What needs to be done: Tally the lines in the records below that contain the string "hair", matching case exactly, and give only that number.

>> Start Extracted material

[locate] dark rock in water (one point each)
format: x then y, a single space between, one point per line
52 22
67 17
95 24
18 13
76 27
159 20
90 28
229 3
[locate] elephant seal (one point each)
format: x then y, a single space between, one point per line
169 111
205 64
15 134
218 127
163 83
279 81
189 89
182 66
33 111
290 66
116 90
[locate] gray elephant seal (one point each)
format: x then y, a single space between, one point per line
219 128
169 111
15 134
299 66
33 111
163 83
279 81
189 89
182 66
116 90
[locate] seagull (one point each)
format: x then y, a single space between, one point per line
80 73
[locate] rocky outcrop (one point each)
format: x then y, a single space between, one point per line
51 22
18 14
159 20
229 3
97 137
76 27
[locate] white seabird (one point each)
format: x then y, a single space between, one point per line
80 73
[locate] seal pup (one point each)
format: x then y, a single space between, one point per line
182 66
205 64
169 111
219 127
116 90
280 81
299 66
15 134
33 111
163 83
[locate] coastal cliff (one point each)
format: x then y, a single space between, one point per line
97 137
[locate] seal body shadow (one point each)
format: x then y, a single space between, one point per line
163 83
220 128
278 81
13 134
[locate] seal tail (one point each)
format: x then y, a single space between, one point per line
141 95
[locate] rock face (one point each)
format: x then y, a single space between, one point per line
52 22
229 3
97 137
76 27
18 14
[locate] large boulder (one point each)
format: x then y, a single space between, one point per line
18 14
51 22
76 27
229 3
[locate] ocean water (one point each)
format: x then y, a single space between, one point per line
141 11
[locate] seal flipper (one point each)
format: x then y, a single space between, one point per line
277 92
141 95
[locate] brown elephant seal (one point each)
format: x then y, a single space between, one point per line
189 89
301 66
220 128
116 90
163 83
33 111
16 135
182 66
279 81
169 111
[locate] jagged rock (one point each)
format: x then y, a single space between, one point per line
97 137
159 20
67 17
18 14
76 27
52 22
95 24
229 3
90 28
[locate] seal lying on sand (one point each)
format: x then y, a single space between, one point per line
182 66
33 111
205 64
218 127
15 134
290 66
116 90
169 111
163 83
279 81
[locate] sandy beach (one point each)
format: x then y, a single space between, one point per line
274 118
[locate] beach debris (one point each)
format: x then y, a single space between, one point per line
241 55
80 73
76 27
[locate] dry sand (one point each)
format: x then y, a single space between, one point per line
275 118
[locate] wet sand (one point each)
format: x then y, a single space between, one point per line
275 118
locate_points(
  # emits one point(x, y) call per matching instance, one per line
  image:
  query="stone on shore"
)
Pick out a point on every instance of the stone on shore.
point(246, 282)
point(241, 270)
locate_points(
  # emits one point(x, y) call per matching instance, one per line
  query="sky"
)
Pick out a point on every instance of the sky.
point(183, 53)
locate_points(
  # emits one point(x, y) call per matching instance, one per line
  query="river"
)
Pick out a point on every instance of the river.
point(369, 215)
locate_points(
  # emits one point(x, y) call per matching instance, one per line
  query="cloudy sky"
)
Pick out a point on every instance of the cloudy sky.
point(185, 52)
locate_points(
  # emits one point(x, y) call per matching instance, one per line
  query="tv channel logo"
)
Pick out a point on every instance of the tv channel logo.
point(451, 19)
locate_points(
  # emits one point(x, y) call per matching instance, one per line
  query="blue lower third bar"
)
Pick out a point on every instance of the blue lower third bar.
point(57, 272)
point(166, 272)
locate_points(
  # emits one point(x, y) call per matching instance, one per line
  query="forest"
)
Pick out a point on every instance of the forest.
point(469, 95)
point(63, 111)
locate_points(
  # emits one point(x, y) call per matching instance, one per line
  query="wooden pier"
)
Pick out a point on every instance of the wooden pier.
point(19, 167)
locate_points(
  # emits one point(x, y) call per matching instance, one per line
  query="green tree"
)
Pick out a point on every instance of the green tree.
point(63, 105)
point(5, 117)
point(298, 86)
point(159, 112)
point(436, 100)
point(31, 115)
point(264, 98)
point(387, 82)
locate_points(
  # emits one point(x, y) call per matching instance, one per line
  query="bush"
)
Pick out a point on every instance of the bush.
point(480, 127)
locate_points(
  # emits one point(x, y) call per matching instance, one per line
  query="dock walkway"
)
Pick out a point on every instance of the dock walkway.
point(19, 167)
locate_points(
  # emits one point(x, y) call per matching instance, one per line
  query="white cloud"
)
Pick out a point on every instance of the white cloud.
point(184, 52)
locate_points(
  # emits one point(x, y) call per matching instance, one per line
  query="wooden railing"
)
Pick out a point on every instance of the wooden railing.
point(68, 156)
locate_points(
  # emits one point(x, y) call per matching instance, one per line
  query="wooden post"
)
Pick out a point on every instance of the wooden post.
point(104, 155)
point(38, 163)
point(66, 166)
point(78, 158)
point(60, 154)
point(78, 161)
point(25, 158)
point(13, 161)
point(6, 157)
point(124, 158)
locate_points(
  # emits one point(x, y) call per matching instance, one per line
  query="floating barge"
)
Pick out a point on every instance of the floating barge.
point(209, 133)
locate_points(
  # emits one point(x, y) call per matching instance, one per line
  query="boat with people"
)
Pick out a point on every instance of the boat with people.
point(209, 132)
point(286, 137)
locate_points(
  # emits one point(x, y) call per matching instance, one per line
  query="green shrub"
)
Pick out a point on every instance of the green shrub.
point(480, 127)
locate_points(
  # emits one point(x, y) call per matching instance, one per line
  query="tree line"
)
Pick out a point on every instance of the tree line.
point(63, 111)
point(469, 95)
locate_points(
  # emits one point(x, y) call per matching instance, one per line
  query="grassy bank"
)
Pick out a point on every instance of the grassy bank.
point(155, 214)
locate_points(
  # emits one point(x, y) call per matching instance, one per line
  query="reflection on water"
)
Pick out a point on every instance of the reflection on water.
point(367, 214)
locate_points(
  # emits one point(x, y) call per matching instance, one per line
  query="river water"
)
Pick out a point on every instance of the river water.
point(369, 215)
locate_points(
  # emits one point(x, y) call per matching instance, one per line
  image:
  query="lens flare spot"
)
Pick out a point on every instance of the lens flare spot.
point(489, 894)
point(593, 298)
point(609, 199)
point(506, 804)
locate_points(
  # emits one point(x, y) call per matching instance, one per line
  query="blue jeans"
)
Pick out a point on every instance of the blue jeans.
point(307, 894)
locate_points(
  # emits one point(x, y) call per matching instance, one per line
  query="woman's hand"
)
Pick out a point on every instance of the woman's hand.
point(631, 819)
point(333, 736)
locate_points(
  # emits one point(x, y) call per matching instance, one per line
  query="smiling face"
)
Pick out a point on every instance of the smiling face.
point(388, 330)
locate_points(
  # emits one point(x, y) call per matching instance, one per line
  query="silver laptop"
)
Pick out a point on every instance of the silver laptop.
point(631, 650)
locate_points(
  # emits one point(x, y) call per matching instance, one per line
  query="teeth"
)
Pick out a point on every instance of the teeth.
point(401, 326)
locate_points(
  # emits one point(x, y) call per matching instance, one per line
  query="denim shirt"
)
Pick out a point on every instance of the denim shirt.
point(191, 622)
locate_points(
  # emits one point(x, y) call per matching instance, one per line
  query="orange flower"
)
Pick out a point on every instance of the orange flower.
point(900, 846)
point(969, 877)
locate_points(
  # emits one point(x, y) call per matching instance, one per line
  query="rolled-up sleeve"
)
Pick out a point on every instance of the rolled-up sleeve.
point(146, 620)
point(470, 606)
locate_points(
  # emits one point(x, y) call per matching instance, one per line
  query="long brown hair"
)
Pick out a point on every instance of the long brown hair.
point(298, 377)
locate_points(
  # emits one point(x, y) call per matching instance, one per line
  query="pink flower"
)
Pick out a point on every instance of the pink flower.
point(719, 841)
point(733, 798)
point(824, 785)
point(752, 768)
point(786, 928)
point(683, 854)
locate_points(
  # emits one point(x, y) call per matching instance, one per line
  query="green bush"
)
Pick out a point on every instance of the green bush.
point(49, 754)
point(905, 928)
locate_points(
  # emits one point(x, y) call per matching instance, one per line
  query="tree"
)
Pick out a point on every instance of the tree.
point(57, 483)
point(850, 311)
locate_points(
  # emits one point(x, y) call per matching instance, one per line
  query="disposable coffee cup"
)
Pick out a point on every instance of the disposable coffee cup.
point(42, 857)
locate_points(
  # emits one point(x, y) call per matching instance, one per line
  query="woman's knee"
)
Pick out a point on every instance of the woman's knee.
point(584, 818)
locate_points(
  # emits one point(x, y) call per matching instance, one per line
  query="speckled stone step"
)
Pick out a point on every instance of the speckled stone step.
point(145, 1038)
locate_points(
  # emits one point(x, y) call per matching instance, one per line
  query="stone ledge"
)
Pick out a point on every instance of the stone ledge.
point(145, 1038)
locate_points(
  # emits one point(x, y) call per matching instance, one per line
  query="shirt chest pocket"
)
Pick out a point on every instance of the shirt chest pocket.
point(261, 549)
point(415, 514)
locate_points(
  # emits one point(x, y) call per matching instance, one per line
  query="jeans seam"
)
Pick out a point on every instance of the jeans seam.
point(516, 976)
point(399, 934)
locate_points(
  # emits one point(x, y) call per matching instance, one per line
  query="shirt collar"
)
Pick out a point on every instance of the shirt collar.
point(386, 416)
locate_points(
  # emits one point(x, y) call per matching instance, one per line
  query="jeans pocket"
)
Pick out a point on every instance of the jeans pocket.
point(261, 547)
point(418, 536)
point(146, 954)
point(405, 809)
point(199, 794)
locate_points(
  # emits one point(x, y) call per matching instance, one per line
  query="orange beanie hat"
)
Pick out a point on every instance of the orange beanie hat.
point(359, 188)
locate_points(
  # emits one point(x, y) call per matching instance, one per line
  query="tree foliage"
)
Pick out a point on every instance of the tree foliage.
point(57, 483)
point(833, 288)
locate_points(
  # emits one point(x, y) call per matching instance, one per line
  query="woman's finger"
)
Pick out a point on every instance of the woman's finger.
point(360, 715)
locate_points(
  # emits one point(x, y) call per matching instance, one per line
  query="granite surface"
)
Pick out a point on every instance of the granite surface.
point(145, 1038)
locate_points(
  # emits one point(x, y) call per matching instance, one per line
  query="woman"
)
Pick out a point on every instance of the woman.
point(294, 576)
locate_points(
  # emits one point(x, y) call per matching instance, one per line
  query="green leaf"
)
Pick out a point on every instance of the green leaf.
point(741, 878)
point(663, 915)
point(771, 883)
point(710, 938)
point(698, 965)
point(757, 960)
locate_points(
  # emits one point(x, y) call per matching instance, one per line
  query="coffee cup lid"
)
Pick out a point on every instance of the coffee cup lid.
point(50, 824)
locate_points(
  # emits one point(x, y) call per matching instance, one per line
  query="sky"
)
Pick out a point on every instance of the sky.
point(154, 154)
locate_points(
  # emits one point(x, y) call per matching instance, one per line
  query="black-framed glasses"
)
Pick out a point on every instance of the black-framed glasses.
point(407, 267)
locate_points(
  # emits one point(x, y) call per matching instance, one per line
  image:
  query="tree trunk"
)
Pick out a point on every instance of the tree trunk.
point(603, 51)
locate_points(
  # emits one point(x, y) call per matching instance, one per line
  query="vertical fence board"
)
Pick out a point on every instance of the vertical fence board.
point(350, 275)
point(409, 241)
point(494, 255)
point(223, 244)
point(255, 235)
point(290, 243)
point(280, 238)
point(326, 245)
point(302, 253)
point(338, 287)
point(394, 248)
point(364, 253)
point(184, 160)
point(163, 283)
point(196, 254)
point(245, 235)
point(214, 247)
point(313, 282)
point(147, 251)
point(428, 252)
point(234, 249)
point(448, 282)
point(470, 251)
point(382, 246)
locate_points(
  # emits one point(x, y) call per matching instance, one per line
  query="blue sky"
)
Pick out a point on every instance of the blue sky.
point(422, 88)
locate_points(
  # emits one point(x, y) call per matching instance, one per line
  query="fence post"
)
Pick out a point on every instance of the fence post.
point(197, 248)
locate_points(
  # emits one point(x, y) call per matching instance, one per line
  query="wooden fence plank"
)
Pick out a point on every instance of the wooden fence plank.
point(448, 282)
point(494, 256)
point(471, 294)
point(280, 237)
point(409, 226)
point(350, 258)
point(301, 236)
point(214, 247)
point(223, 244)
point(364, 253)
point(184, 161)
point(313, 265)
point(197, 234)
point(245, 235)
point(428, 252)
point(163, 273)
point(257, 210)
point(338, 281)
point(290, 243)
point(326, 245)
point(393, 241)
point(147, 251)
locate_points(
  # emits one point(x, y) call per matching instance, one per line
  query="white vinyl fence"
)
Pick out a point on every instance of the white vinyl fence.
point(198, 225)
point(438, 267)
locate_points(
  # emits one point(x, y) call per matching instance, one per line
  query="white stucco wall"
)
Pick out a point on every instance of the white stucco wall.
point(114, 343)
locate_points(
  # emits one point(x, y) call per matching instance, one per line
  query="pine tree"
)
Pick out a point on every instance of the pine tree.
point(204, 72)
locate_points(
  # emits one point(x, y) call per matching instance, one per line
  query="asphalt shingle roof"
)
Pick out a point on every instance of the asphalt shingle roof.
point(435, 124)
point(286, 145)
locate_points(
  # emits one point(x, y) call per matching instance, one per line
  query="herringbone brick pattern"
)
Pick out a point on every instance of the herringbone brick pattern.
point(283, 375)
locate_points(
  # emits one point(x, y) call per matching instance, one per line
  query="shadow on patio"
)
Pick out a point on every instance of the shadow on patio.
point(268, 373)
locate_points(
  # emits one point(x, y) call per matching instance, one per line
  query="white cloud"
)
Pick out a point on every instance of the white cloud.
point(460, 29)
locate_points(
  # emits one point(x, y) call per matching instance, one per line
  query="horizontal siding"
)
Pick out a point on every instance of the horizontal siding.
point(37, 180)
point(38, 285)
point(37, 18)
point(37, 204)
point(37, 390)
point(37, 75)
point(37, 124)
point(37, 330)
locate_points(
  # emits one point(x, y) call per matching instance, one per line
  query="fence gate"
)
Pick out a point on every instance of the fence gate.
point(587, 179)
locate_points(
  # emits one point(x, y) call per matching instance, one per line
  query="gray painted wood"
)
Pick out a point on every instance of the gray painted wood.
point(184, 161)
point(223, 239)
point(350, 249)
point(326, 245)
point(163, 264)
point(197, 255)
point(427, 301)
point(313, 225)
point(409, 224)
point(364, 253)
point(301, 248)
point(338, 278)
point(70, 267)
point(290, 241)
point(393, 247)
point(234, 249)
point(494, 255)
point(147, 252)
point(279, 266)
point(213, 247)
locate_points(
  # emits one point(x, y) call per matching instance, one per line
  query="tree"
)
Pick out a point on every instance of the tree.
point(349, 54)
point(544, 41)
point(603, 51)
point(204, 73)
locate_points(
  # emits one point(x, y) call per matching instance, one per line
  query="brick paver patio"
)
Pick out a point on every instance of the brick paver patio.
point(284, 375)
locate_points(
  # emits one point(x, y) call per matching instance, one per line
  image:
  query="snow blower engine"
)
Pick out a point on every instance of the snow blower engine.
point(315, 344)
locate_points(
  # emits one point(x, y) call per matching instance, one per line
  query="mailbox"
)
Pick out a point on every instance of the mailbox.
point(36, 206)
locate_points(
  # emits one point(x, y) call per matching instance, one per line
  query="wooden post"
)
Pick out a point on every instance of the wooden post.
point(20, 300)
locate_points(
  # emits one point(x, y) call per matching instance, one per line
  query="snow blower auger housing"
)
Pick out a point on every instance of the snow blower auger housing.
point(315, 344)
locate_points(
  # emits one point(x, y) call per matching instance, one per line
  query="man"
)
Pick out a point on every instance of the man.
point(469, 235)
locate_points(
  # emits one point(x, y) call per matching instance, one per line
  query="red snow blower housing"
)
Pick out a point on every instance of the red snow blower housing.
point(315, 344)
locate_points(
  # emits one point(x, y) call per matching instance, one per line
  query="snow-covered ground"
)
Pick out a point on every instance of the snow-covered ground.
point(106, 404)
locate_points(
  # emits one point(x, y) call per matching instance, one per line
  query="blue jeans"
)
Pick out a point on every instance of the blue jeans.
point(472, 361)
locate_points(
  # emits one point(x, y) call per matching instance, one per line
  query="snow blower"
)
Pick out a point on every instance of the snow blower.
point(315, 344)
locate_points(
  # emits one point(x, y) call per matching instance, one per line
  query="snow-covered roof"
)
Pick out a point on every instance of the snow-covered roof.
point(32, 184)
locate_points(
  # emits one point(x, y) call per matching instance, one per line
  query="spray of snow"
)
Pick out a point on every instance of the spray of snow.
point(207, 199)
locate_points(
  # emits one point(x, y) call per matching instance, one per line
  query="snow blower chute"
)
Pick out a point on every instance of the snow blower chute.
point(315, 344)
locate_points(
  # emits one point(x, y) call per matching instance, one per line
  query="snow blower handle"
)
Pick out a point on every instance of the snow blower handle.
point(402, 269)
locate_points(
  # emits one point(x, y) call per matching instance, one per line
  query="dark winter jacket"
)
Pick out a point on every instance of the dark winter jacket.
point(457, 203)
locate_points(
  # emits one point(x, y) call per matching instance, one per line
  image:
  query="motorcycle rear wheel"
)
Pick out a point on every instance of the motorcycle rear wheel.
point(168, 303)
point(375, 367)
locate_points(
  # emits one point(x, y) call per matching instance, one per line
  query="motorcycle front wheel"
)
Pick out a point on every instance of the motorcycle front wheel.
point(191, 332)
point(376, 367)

>> End Extracted material

Finished exercise: 2